## Exercise details
All of the material must be duplicated exactly, line by line.
START Supplied information
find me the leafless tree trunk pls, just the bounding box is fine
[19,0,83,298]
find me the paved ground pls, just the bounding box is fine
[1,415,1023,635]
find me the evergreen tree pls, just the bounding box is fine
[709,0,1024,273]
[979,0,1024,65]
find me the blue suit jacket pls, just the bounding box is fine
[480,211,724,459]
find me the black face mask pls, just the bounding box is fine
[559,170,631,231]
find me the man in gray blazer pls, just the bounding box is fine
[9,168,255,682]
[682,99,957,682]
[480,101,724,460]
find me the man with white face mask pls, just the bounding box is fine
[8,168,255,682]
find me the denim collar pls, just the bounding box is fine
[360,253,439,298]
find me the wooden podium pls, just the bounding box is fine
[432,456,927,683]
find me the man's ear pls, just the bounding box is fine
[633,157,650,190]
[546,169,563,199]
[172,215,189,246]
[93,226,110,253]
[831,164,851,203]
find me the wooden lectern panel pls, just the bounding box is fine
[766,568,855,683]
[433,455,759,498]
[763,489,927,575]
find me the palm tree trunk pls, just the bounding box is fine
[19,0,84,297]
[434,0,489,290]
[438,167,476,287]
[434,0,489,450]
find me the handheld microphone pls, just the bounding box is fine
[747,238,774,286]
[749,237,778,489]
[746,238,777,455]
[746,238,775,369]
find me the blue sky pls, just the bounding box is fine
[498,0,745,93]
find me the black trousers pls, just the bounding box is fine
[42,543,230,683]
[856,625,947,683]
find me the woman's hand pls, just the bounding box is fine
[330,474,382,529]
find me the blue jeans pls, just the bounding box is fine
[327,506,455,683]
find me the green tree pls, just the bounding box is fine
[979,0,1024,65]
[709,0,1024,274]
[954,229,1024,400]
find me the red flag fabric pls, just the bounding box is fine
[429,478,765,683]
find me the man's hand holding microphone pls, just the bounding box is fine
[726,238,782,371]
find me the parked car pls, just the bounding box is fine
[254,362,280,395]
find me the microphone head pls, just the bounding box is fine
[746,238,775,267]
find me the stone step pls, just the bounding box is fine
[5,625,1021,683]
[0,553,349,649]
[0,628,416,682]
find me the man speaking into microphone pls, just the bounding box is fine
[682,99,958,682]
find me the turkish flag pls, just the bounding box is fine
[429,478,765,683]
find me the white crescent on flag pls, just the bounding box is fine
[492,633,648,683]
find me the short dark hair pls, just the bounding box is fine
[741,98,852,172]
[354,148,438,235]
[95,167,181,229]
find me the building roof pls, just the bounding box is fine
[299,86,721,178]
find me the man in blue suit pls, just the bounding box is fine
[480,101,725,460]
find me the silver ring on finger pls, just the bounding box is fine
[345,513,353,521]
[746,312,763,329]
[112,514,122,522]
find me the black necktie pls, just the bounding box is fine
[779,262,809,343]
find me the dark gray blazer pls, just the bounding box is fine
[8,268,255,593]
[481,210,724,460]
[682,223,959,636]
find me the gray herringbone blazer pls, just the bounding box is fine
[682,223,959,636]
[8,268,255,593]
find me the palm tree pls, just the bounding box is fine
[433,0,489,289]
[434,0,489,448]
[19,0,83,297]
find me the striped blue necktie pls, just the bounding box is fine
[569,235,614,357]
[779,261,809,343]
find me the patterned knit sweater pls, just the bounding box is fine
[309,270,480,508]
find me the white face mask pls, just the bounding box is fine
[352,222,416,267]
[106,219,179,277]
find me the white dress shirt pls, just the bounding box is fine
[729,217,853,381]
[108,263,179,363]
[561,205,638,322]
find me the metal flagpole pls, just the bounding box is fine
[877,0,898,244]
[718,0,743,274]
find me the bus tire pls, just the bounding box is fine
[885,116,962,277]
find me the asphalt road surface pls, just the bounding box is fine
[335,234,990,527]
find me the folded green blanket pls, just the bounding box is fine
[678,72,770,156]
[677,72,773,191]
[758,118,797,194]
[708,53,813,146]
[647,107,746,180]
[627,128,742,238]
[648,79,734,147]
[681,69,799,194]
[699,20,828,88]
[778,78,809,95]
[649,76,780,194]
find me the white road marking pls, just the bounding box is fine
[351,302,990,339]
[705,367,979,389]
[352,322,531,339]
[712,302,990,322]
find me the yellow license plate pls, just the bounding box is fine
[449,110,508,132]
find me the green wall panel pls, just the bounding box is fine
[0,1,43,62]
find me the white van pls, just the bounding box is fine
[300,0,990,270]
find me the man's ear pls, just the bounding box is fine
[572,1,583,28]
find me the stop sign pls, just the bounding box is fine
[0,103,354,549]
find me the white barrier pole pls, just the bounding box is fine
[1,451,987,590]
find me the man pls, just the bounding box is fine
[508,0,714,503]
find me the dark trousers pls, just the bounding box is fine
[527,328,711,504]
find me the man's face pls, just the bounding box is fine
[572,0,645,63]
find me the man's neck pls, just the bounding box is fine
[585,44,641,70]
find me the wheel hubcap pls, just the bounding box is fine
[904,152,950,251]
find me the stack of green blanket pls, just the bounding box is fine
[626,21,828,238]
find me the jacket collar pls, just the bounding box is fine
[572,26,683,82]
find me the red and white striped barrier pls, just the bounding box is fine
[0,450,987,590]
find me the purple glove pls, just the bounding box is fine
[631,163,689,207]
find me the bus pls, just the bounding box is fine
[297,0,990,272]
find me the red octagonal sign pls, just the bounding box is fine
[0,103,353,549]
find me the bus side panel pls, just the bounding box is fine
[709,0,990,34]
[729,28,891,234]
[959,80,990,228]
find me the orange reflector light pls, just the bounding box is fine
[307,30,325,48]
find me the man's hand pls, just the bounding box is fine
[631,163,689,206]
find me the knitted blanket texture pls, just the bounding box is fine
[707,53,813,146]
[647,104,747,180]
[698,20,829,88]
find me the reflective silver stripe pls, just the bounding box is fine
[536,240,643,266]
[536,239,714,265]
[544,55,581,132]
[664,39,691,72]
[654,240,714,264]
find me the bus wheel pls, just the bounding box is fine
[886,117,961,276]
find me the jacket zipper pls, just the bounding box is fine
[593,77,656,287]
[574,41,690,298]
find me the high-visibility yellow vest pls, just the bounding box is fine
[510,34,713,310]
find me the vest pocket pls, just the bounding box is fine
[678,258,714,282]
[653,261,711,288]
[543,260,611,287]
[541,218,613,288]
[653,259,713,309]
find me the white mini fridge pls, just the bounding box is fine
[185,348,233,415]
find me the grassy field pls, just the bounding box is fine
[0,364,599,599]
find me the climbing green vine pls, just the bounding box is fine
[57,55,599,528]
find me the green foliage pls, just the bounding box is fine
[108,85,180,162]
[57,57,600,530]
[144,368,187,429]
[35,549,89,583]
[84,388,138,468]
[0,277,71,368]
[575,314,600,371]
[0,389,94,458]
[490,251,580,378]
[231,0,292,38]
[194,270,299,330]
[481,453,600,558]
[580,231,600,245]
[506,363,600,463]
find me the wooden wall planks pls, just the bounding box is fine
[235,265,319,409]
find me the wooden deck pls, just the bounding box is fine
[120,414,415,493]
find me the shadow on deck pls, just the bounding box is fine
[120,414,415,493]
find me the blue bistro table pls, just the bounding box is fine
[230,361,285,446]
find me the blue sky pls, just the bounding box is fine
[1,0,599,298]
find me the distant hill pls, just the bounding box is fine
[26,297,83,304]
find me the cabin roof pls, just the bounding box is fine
END Supplied information
## The answer
find me the leafless tree trunk pls, just the bounding box is fine
[19,0,83,298]
find me the paved ground pls, just the bounding box is fine
[1,415,1023,635]
find me the evergreen tree pls, just the bounding box is fine
[709,0,1024,273]
[979,0,1024,65]
find me the blue suit jacket pls, just the bounding box is fine
[480,211,724,459]
find me the black face mask pls, just the bounding box is fine
[559,170,631,231]
find me the man in gray blazer pls, just the bounding box is fine
[9,168,255,682]
[682,99,957,682]
[480,101,724,460]
find me the man with white face mask pls, just the bounding box is fine
[8,168,255,682]
find me the denim collar pls, just the bounding box is fine
[360,253,439,298]
find me the wooden podium pls, just the bounding box is fine
[432,456,927,683]
find me the man's ear pls, just the bounding box is fine
[633,157,650,190]
[546,169,563,199]
[172,215,189,246]
[93,226,110,253]
[831,164,851,203]
find me the wooden lectern panel pls, just the bounding box is fine
[766,568,855,683]
[433,455,759,498]
[763,489,927,575]
find me the palm tree trunk pls, just the bounding box is fine
[19,0,84,297]
[434,0,489,290]
[438,167,476,287]
[434,0,489,450]
find me the handheld microphone pls, just the bounding box is fine
[747,238,774,286]
[749,237,778,489]
[746,238,777,455]
[746,238,775,369]
find me the blue sky pls, just the bounding box is fine
[498,0,745,93]
find me the black trousers pls, just the bounding box is fine
[42,543,230,683]
[856,625,947,683]
find me the woman's hand pls, just the bounding box is fine
[330,474,382,529]
find me the blue jeans pls, just the bounding box is fine
[327,506,455,683]
find me the green tree pls, just the bounding box is fine
[979,0,1024,65]
[709,0,1024,274]
[954,229,1024,400]
find me the red flag fabric pls, just the bounding box is fine
[429,478,765,683]
find me the man's hand holding microphone pls, just the bounding box is fine
[726,238,782,371]
find me the parked car pls, just the bounding box is fine
[254,362,280,395]
find me the microphone head pls, just the bounding box is fine
[746,238,775,267]
find me the stone step pls, just the bounding box is fine
[5,625,1021,683]
[0,553,349,649]
[0,628,416,682]
find me the man speaking into microphone pls, just the bounding box is fine
[682,99,958,682]
find me the turkish flag pls, just the bounding box is fine
[429,478,765,683]
find me the white crescent on flag pls, just the bounding box is fine
[492,633,648,683]
find me the short dark hair pls, just the bounding box is fine
[741,98,852,172]
[354,148,438,235]
[95,167,181,229]
find me the building roof pls, just the bounding box is fine
[299,86,721,178]
find me the man in blue suit pls, just the bounding box is fine
[480,101,725,460]
find me the silver ring on finger pls, just the bounding box is fine
[345,513,353,521]
[746,312,763,329]
[112,514,122,522]
find me the black necktie pls, just the bounding box is fine
[779,262,809,343]
find me the dark gray blazer pls, just the bounding box is fine
[8,268,255,593]
[481,210,724,460]
[682,223,959,636]
find me the gray herringbone blazer pls, just the bounding box is fine
[682,223,959,636]
[8,268,255,593]
find me the palm tree pls, just the bounding box is fine
[433,0,489,289]
[434,0,489,448]
[19,0,83,297]
find me the striped blue necktie pls, just the bounding box is fine
[569,235,614,357]
[779,261,809,343]
find me the patterned knit sweater pls, just the bounding box is fine
[309,270,480,508]
find me the white face mask pls, just the bounding box is fine
[352,222,416,267]
[106,219,179,277]
find me the white dress shirt pls, just the bounding box is fine
[729,217,853,381]
[108,263,179,363]
[561,205,638,322]
find me the metal flagpole pls, just the bounding box is fine
[877,0,898,244]
[718,0,743,274]
find me the bus tire pls, just the bounding box is fine
[885,116,962,277]
find me the asphalt road surface pls, just the bounding box is fine
[335,234,990,527]
find me the folded green blanket pls, just the bounding box is fine
[678,72,770,156]
[677,72,773,191]
[758,118,797,194]
[708,53,813,146]
[647,107,746,180]
[627,128,742,238]
[648,79,734,147]
[681,69,799,194]
[699,20,828,88]
[778,78,809,95]
[649,76,780,194]
find me the white road marking pls, just the bounding box is fine
[351,302,990,339]
[705,367,979,389]
[352,322,531,339]
[712,302,990,322]
find me the yellow license plate pls, just the bounding box is fine
[449,110,508,132]
find me the green wall panel pls, just the bounding box is fine
[0,1,43,62]
find me the white van pls, just the bounding box is fine
[300,0,990,270]
find me the man's ear pls, just the bounding box is fine
[572,1,583,28]
find me the stop sign pls, just the bounding box is fine
[0,103,354,549]
find me the white barrier pole pls, just the bounding box is fine
[1,451,987,590]
find me the man pls, just the bounding box is fine
[508,0,714,503]
find me the dark trousers pls, just the bounding box is fine
[527,328,711,504]
find me the man's face pls, just the bounding box is fine
[572,0,645,63]
find me the man's neck pls, just the bounding box is fine
[585,44,641,70]
find me the wheel hubcap pls, just the bounding box is fine
[904,152,950,251]
find me the stack of green blanket pls, just the bounding box is fine
[626,21,828,238]
find me the jacket collar pls, just the bounding box is fine
[572,26,683,82]
find me the red and white striped barrier pls, just the bounding box is fine
[0,450,987,590]
find me the purple glove pls, just the bounding box is fine
[631,163,689,207]
find me the bus pls, just the bounding box is fine
[297,0,990,272]
find me the red octagonal sign pls, just the bounding box is fine
[0,103,353,549]
find me the bus side panel pls, just the bounding box is fine
[709,0,990,34]
[729,28,891,234]
[959,80,990,228]
find me the orange reflector light pls, just the bounding box is fine
[307,30,325,48]
find me the man's hand pls, just the bounding box is fine
[631,163,689,206]
find me the knitted blanket texture pls, just the bounding box is fine
[707,53,813,146]
[647,104,747,180]
[698,20,829,88]
find me the reflective silver stripe pls, just the bounding box is fine
[536,240,643,266]
[536,239,714,265]
[544,55,581,132]
[664,39,691,72]
[654,240,714,264]
find me the bus wheel pls, just the bounding box is fine
[886,117,961,276]
find me the jacket zipper pls, just the bounding box is fine
[593,77,656,287]
[574,41,690,298]
find me the high-visibility yellow vest pls, just the bounding box is fine
[510,34,713,310]
find me the vest pocket pls, just the bounding box is fine
[678,258,714,282]
[653,261,711,288]
[543,260,611,287]
[541,218,613,288]
[653,259,713,309]
find me the white mini fridge pls, just the bounding box is fine
[185,348,233,415]
find me the grassy field pls, just the bounding box is fine
[0,364,599,599]
find me the climbing green vine pls, just the bounding box is fine
[57,55,599,528]
find me the green foliage pls, just the bounding box is fine
[108,85,180,162]
[57,57,600,530]
[144,368,187,429]
[35,549,89,583]
[84,388,138,468]
[0,277,71,368]
[575,314,600,371]
[0,389,94,458]
[490,251,580,378]
[231,0,292,38]
[194,270,299,330]
[481,453,600,558]
[580,231,600,245]
[506,363,600,463]
find me the wooden wall planks pls, just the bounding box is fine
[235,265,319,409]
find me the wooden deck pls, just the bounding box is fine
[120,414,415,493]
find me the shadow on deck pls, just the bounding box is fine
[120,414,415,493]
find me the blue bistro table pls, just the bounding box is fine
[230,361,285,446]
find me the blue sky pls, just the bounding box is fine
[1,0,599,298]
find me the distant hill pls, just the bounding box is fine
[26,297,83,304]
find me the cabin roof pls, just the bounding box is fine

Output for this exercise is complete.